==== Text block ====
Other than Sudoku, each task was preceded by a trial session of 45 seconds. Objective labels and data were logged by the PsychoPy application (e.g. task difficulty, start and end timestamps, task-specific information, and more). Subjective labels were provided by the participants as answers to NASA-, PANAS-, affective sliders-, and Likert scale questionnaires after the relaxation video and at the end of all of the tasks. Due to time reasons, in between the individual tasks the participants solely answered pair-wise NASA-TLX questionnaire16, affective sliders17, and reported their mental workload and stress level during the previous task on a Likert scale18. The pair-wise NASA questionnaire quantifies the subjective mental workload of a given task in six continuous sub-scales, each ranging from 0 to 100, which includes questions regarding mental demand, frustration, physical demand, temporal demand, performance, and effort. For these sub-scales, additional weights were received from the pair-wise comparisons of the questions. The affective sliders measure the subjective ratings of pleasure and arousal on two separate sliders. The sliders were designed with visual bipolar affective states through emoticons19 to rate the current emotion and did not need a written explanation, despite being explained before the experiment in a video-guided explanation of the whole study paradigm. The participants also rated their subjective mental workload and stress levels on two 5-point Likert scales with the options: “very very low”, “low”, “nor low nor high”, “high”, and “very very high”.

After the recording, information on how to use the devices in the uncontrolled environments was repeated, the participants received a printed handout illustrating proper sensor fit detailing the steps required for data acquisition, and an appointment for the second recording in the controlled environment was made.

Uncontrolled Environment

For the recordings in the uncontrolled environment, participants were free to choose where, when, and on which tasks they wanted to perform a recording. The only strict requirement was that participants had to aim for a balanced distribution between tasks they would consider low load as well as high load. A printout with steps to be followed, handed out to each participant, served as a guideline to ensure sufficient data quality of the recordings, instructing the participants to perform the synchronization shaking protocol described in ‘Data Synchronization’, to perform sensor fit checks as illustrated, to start with an eye-closing session of one minute, and to record data for a variable time of 15 to 45 minutes at a stretch. Most of the participants followed the instructions on the shaking of the devices (some, however, at a rather low intensity and velocity), on the eye-closing protocol (more than 90%), and on the distribution of low-vs-high load tasks. The most prominent tasks were reading or searching information (i.e. documentations or research papers;  ≈ 26.75%), coding (various difficulties and programming languages;  ≈ 16.74%), and processing data (e.g. performing data analysis, project planning based on data, doing mathematical calculations, etc.;  ≈ 16.74%), while the least prominent tasks were relaxation (e.g. meditation;  ≈ 0.5%), preparing a presentation ( ≈ 1.9%), and attending a meeting ( ≈ 2.8%). Other tasks performed by the participants encompassed playing a game ( ≈ 7.8%), responding to emails ( ≈ 8.6%), watching a video (e.g. learning a new skill;  ≈ 8.6%), and typing (e.g. summarizing publications or writing a new manuscript;  ≈ 9.7%).
====
■ **Problem to work on**:
Please answer these questions from the workload study text:
1. How long was the trial session before each task other than Sudoku?
2. How long was the eye-closing session that participants started with in the uncontrolled environment?
3. Which task was the most prominent in the uncontrolled environment, and what share did it have?
==== Rows ====
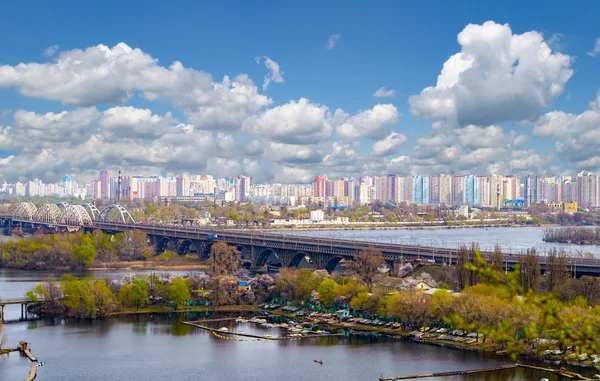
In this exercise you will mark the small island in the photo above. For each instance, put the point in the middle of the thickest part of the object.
(580, 235)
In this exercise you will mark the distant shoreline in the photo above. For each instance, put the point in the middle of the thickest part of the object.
(413, 227)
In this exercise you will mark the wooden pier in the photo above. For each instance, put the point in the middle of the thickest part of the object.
(32, 373)
(24, 349)
(445, 374)
(561, 372)
(259, 337)
(23, 302)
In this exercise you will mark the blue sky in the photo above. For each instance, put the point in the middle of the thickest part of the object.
(399, 46)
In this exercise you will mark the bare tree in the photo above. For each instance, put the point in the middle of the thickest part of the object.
(557, 270)
(497, 258)
(462, 274)
(366, 264)
(529, 273)
(225, 259)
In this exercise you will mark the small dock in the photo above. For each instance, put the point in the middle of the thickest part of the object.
(259, 337)
(561, 372)
(446, 374)
(32, 373)
(24, 349)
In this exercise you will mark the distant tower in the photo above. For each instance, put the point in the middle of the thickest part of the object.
(119, 188)
(498, 196)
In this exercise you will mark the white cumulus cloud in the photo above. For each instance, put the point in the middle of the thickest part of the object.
(389, 144)
(275, 73)
(497, 76)
(596, 50)
(51, 50)
(332, 41)
(382, 92)
(300, 122)
(103, 75)
(369, 123)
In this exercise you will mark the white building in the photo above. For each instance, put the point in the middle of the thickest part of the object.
(317, 215)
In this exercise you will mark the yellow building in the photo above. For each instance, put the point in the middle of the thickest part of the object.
(570, 207)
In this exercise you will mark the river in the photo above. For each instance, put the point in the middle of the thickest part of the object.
(512, 240)
(159, 347)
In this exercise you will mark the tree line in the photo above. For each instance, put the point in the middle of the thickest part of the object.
(74, 250)
(573, 234)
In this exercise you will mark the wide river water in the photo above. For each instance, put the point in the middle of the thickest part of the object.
(510, 239)
(159, 347)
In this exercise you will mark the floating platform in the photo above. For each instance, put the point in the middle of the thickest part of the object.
(266, 338)
(32, 373)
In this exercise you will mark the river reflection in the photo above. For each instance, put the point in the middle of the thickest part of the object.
(159, 347)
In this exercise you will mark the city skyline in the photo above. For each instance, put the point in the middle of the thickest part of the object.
(478, 92)
(494, 191)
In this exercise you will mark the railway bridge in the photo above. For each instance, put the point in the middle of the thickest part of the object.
(256, 247)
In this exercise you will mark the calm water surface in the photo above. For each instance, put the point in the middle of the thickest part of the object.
(159, 347)
(510, 239)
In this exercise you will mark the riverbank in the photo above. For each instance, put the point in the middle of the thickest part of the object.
(393, 226)
(165, 309)
(127, 266)
(149, 265)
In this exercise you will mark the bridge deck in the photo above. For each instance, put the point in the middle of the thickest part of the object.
(343, 248)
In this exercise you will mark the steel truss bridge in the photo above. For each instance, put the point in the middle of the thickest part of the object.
(256, 247)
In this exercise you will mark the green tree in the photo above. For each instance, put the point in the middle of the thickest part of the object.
(225, 258)
(125, 295)
(139, 294)
(84, 253)
(133, 245)
(366, 265)
(179, 292)
(327, 291)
====
■ **Reply to the task**:
1. 45 seconds.
2. One minute.
3. Reading or searching information, at about 26.75%.